**** RAW DATA ****
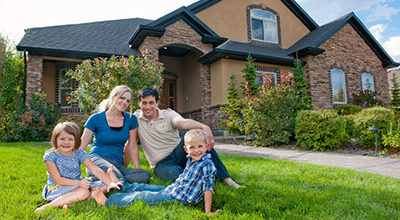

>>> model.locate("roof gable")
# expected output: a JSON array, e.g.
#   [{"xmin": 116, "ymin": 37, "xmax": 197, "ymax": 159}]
[
  {"xmin": 187, "ymin": 0, "xmax": 319, "ymax": 31},
  {"xmin": 129, "ymin": 7, "xmax": 227, "ymax": 48},
  {"xmin": 17, "ymin": 18, "xmax": 150, "ymax": 58},
  {"xmin": 288, "ymin": 12, "xmax": 399, "ymax": 67}
]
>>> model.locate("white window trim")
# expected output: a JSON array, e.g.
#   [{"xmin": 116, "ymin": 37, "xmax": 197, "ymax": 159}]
[
  {"xmin": 330, "ymin": 68, "xmax": 347, "ymax": 104},
  {"xmin": 250, "ymin": 9, "xmax": 279, "ymax": 44},
  {"xmin": 256, "ymin": 71, "xmax": 278, "ymax": 86},
  {"xmin": 361, "ymin": 73, "xmax": 375, "ymax": 92},
  {"xmin": 57, "ymin": 68, "xmax": 72, "ymax": 109}
]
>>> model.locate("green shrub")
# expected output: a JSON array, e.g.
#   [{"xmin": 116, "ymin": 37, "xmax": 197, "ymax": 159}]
[
  {"xmin": 354, "ymin": 107, "xmax": 395, "ymax": 146},
  {"xmin": 218, "ymin": 75, "xmax": 246, "ymax": 135},
  {"xmin": 334, "ymin": 104, "xmax": 362, "ymax": 115},
  {"xmin": 296, "ymin": 109, "xmax": 348, "ymax": 151},
  {"xmin": 382, "ymin": 122, "xmax": 400, "ymax": 148},
  {"xmin": 243, "ymin": 85, "xmax": 299, "ymax": 146},
  {"xmin": 1, "ymin": 94, "xmax": 60, "ymax": 142},
  {"xmin": 67, "ymin": 56, "xmax": 164, "ymax": 115}
]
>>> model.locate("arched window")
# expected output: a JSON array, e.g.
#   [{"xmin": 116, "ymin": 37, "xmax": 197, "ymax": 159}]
[
  {"xmin": 361, "ymin": 73, "xmax": 375, "ymax": 91},
  {"xmin": 331, "ymin": 69, "xmax": 347, "ymax": 104},
  {"xmin": 250, "ymin": 9, "xmax": 278, "ymax": 44}
]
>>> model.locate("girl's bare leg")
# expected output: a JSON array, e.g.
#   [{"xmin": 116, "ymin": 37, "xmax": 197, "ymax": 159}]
[{"xmin": 35, "ymin": 188, "xmax": 90, "ymax": 212}]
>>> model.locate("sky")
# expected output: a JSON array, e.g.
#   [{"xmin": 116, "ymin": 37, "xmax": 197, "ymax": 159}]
[{"xmin": 0, "ymin": 0, "xmax": 400, "ymax": 62}]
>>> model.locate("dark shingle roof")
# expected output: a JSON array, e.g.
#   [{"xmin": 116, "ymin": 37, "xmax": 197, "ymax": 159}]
[
  {"xmin": 288, "ymin": 12, "xmax": 400, "ymax": 67},
  {"xmin": 199, "ymin": 41, "xmax": 294, "ymax": 65},
  {"xmin": 17, "ymin": 18, "xmax": 151, "ymax": 58}
]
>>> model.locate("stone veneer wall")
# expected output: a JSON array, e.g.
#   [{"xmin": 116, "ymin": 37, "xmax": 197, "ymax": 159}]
[
  {"xmin": 303, "ymin": 24, "xmax": 390, "ymax": 109},
  {"xmin": 181, "ymin": 105, "xmax": 223, "ymax": 129},
  {"xmin": 25, "ymin": 54, "xmax": 43, "ymax": 103},
  {"xmin": 139, "ymin": 20, "xmax": 213, "ymax": 125}
]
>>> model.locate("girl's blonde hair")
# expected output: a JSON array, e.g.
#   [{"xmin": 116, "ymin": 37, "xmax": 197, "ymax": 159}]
[
  {"xmin": 51, "ymin": 122, "xmax": 81, "ymax": 150},
  {"xmin": 97, "ymin": 85, "xmax": 133, "ymax": 114}
]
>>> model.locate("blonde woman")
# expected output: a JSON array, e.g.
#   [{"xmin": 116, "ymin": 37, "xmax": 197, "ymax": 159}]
[{"xmin": 80, "ymin": 85, "xmax": 150, "ymax": 182}]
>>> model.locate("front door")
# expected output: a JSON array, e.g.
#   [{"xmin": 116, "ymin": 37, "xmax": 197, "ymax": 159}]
[{"xmin": 160, "ymin": 75, "xmax": 176, "ymax": 110}]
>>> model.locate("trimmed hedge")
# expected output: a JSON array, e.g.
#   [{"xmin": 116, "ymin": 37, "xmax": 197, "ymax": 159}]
[
  {"xmin": 295, "ymin": 109, "xmax": 349, "ymax": 151},
  {"xmin": 354, "ymin": 107, "xmax": 395, "ymax": 146}
]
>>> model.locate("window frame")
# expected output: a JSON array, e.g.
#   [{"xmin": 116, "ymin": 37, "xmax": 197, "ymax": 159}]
[
  {"xmin": 330, "ymin": 68, "xmax": 347, "ymax": 104},
  {"xmin": 361, "ymin": 72, "xmax": 375, "ymax": 92},
  {"xmin": 249, "ymin": 8, "xmax": 279, "ymax": 44},
  {"xmin": 256, "ymin": 70, "xmax": 278, "ymax": 87}
]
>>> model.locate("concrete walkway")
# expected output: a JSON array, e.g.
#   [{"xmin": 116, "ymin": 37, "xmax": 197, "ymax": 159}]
[{"xmin": 215, "ymin": 143, "xmax": 400, "ymax": 179}]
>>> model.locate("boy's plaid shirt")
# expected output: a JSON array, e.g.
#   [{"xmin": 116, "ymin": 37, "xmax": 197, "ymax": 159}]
[{"xmin": 164, "ymin": 153, "xmax": 217, "ymax": 204}]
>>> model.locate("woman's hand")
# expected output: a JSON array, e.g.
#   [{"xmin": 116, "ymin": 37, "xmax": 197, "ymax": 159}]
[
  {"xmin": 79, "ymin": 179, "xmax": 92, "ymax": 189},
  {"xmin": 107, "ymin": 181, "xmax": 122, "ymax": 192}
]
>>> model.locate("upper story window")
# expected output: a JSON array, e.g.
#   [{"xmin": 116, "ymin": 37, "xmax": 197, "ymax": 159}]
[
  {"xmin": 250, "ymin": 9, "xmax": 278, "ymax": 44},
  {"xmin": 256, "ymin": 71, "xmax": 277, "ymax": 86},
  {"xmin": 331, "ymin": 69, "xmax": 347, "ymax": 104},
  {"xmin": 361, "ymin": 73, "xmax": 375, "ymax": 91}
]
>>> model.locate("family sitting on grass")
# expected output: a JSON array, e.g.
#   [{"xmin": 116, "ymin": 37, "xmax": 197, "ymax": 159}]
[{"xmin": 36, "ymin": 86, "xmax": 241, "ymax": 213}]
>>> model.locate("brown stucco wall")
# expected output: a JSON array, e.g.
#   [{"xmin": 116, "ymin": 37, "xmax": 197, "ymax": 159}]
[
  {"xmin": 196, "ymin": 0, "xmax": 309, "ymax": 48},
  {"xmin": 42, "ymin": 63, "xmax": 56, "ymax": 103},
  {"xmin": 210, "ymin": 59, "xmax": 293, "ymax": 106},
  {"xmin": 304, "ymin": 24, "xmax": 389, "ymax": 109}
]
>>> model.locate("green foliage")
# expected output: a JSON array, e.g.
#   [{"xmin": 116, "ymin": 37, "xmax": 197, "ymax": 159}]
[
  {"xmin": 354, "ymin": 107, "xmax": 395, "ymax": 146},
  {"xmin": 390, "ymin": 72, "xmax": 400, "ymax": 109},
  {"xmin": 218, "ymin": 75, "xmax": 246, "ymax": 135},
  {"xmin": 67, "ymin": 56, "xmax": 164, "ymax": 115},
  {"xmin": 242, "ymin": 54, "xmax": 259, "ymax": 96},
  {"xmin": 0, "ymin": 94, "xmax": 60, "ymax": 142},
  {"xmin": 382, "ymin": 122, "xmax": 400, "ymax": 148},
  {"xmin": 243, "ymin": 85, "xmax": 300, "ymax": 146},
  {"xmin": 293, "ymin": 59, "xmax": 312, "ymax": 110},
  {"xmin": 0, "ymin": 39, "xmax": 24, "ymax": 113},
  {"xmin": 334, "ymin": 104, "xmax": 362, "ymax": 115},
  {"xmin": 353, "ymin": 90, "xmax": 382, "ymax": 108},
  {"xmin": 296, "ymin": 109, "xmax": 348, "ymax": 151}
]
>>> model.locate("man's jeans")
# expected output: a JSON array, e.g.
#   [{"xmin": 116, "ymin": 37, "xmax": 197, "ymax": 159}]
[
  {"xmin": 154, "ymin": 138, "xmax": 229, "ymax": 182},
  {"xmin": 106, "ymin": 183, "xmax": 187, "ymax": 207}
]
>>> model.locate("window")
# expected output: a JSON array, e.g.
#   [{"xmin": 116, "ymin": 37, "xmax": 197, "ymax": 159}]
[
  {"xmin": 250, "ymin": 10, "xmax": 278, "ymax": 44},
  {"xmin": 361, "ymin": 73, "xmax": 375, "ymax": 91},
  {"xmin": 58, "ymin": 69, "xmax": 72, "ymax": 107},
  {"xmin": 331, "ymin": 69, "xmax": 347, "ymax": 104},
  {"xmin": 256, "ymin": 71, "xmax": 277, "ymax": 86}
]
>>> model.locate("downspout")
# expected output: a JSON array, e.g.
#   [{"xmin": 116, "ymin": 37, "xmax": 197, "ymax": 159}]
[{"xmin": 22, "ymin": 50, "xmax": 27, "ymax": 103}]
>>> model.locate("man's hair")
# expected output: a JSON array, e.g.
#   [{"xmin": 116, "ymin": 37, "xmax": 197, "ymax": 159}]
[
  {"xmin": 184, "ymin": 129, "xmax": 207, "ymax": 145},
  {"xmin": 51, "ymin": 122, "xmax": 81, "ymax": 149},
  {"xmin": 138, "ymin": 88, "xmax": 159, "ymax": 102}
]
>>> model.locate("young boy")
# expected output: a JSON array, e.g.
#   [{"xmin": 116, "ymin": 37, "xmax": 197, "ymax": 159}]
[{"xmin": 104, "ymin": 129, "xmax": 216, "ymax": 213}]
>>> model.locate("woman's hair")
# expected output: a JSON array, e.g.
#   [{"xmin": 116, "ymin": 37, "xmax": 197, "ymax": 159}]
[
  {"xmin": 51, "ymin": 122, "xmax": 81, "ymax": 149},
  {"xmin": 97, "ymin": 85, "xmax": 133, "ymax": 114}
]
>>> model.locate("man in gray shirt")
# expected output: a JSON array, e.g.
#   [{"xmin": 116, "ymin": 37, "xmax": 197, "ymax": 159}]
[{"xmin": 125, "ymin": 88, "xmax": 241, "ymax": 188}]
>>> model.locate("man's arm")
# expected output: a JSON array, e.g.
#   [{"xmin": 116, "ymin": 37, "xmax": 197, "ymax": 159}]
[{"xmin": 173, "ymin": 118, "xmax": 214, "ymax": 150}]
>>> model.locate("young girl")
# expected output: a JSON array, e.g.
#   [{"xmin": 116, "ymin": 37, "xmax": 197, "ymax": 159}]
[{"xmin": 35, "ymin": 122, "xmax": 121, "ymax": 212}]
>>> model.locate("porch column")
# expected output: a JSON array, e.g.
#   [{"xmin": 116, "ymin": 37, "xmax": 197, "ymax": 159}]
[
  {"xmin": 25, "ymin": 55, "xmax": 43, "ymax": 104},
  {"xmin": 200, "ymin": 64, "xmax": 213, "ymax": 127}
]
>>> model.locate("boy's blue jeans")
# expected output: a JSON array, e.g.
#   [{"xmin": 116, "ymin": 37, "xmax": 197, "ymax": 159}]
[
  {"xmin": 154, "ymin": 138, "xmax": 229, "ymax": 182},
  {"xmin": 106, "ymin": 183, "xmax": 187, "ymax": 207}
]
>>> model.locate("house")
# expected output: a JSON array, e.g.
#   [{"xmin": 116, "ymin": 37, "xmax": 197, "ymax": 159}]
[
  {"xmin": 17, "ymin": 0, "xmax": 399, "ymax": 128},
  {"xmin": 388, "ymin": 67, "xmax": 400, "ymax": 98}
]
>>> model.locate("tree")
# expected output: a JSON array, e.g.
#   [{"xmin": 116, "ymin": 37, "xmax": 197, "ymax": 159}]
[
  {"xmin": 390, "ymin": 73, "xmax": 400, "ymax": 109},
  {"xmin": 67, "ymin": 56, "xmax": 164, "ymax": 115},
  {"xmin": 0, "ymin": 37, "xmax": 24, "ymax": 112}
]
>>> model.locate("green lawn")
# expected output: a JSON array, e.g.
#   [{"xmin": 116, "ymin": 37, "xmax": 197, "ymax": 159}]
[{"xmin": 0, "ymin": 143, "xmax": 400, "ymax": 220}]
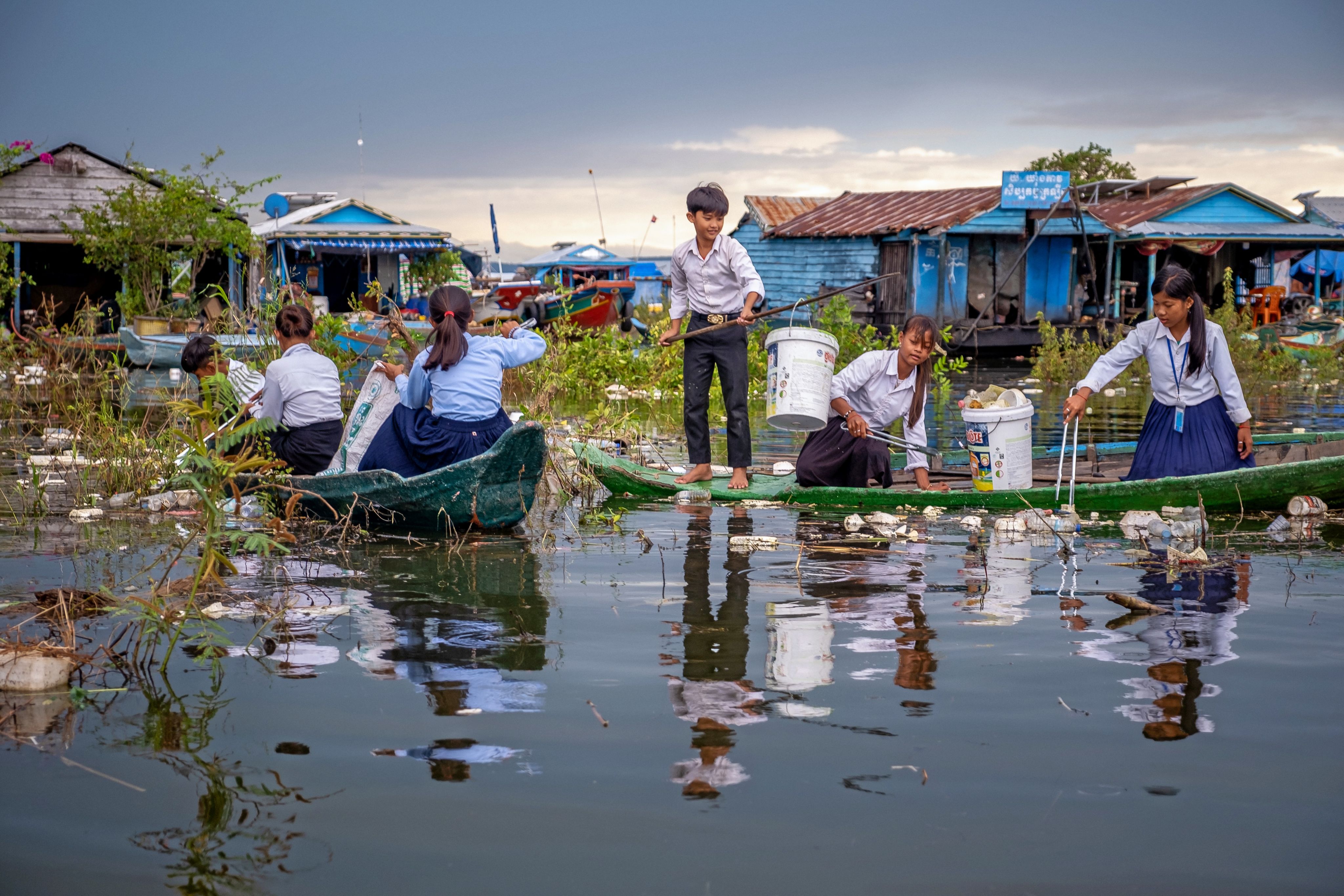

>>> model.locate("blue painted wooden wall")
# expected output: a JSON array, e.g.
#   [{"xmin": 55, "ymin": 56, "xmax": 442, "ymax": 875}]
****
EXERCISE TASK: Please gather every line of the items above that contains the word "green". Case counts.

REPLY:
>>> model.locate("green shrub")
>>> model.locate("green foliage")
>>> model.locate("green lawn")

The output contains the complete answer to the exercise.